Exercise goal
Every record below should be printed exactly, except for the pictures.

Material for this task
◇ ◇ ◇ ◇ ◇
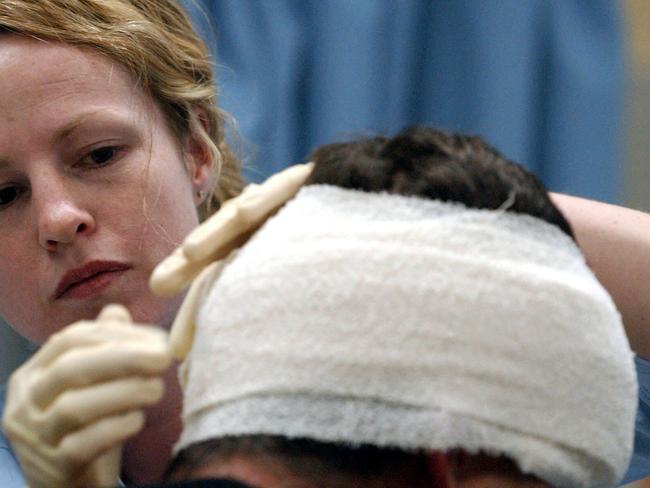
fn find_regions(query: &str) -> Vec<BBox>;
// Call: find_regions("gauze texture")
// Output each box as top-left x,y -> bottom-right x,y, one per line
178,185 -> 637,488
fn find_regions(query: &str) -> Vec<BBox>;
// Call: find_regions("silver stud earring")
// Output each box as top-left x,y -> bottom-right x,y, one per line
196,190 -> 206,200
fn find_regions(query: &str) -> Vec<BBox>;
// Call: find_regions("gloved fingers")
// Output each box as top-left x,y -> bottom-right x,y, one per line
77,447 -> 122,488
13,413 -> 135,488
169,259 -> 229,360
27,320 -> 166,369
3,319 -> 166,418
13,443 -> 64,488
149,245 -> 210,297
30,340 -> 170,408
96,303 -> 132,324
3,305 -> 163,488
179,200 -> 248,263
149,218 -> 255,298
235,161 -> 316,224
167,276 -> 199,360
56,410 -> 144,469
40,376 -> 164,445
150,163 -> 313,297
183,162 -> 314,262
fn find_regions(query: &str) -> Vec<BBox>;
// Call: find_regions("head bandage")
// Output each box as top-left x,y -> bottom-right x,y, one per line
177,185 -> 637,488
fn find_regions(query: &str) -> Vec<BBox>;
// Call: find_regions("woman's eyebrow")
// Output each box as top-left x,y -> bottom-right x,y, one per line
54,110 -> 105,143
54,109 -> 133,143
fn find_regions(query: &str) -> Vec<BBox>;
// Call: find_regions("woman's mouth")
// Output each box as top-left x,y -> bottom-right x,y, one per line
54,261 -> 132,300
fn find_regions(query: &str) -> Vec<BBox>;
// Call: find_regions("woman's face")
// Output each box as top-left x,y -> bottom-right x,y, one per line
0,35 -> 209,343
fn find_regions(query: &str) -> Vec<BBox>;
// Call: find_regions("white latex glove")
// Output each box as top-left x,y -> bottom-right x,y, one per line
149,162 -> 314,360
2,305 -> 171,488
150,162 -> 314,297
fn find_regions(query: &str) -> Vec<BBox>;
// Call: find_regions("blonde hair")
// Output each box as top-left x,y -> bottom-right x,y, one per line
0,0 -> 243,218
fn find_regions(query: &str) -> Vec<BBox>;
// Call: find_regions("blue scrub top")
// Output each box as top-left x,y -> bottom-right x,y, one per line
0,386 -> 25,487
◇ ◇ ◇ ◇ ◇
Task response
fn find_regions(query: &str) -> Vec<BBox>;
// Call: find_regions("gauze texture")
// Output each box as top-left x,y -> bottom-right x,y, one per line
178,185 -> 637,488
fn find_regions(query: &str) -> Vec<BBox>;
// Call: find_regions("silver stud earring")
// Output each box as top-left x,y -> bottom-right x,y, one per line
196,190 -> 206,200
fn find_regions(query: &str) -> Vec<BBox>;
// Call: find_regions("gloved fingers")
// Output each box as top-left x,y -> bottom-right x,y, one per line
77,447 -> 122,488
13,413 -> 135,488
169,259 -> 229,360
27,320 -> 166,369
3,319 -> 166,418
13,443 -> 64,488
149,245 -> 210,297
30,340 -> 170,408
96,303 -> 132,324
3,305 -> 163,488
179,200 -> 248,263
149,218 -> 255,298
235,161 -> 316,224
167,276 -> 199,360
56,410 -> 144,469
40,376 -> 164,445
150,163 -> 313,297
183,162 -> 314,262
fn find_regions(query: &str) -> Vec<BBox>;
// Call: find_regions("head bandage")
// Output each box as top-left x,y -> bottom-right x,y, one per line
177,185 -> 637,488
fn find_regions(query: &str) -> Vec<BBox>;
// Call: find_regions("woman's eyebrow")
// Output each box as top-left x,y -> bottom-right x,y, one per line
54,110 -> 105,143
54,109 -> 133,143
fn find_regions(query: &str) -> Vec<BBox>;
// Call: find_regions("woman's mouth")
// Output each box as top-left x,y -> bottom-right x,y, one per line
54,261 -> 132,300
fn find_regions(query: &str) -> Vec<BBox>;
// Call: find_regions("woman's face")
// Output each box as top-left x,y -> bottom-right x,y, one per line
0,35 -> 209,343
fn find_regions(query: &str) -> Vec<BBox>;
// Call: find_regions("white latex glove")
// Output each box as top-left x,y -> bottom-right x,y, one per line
149,162 -> 314,360
2,305 -> 171,488
150,162 -> 314,297
fn find_regions(query: &str) -> Vec<BBox>;
// Call: find_regions("blonde hair")
// Output each box as top-left x,y -> bottom-right x,y, one per line
0,0 -> 243,218
fn find_regions(query: &str) -> Vec<BBox>;
// Call: find_regions("blue scrub top")
// Output each box as top-left x,y -> bottom-right x,y, one per line
0,386 -> 25,487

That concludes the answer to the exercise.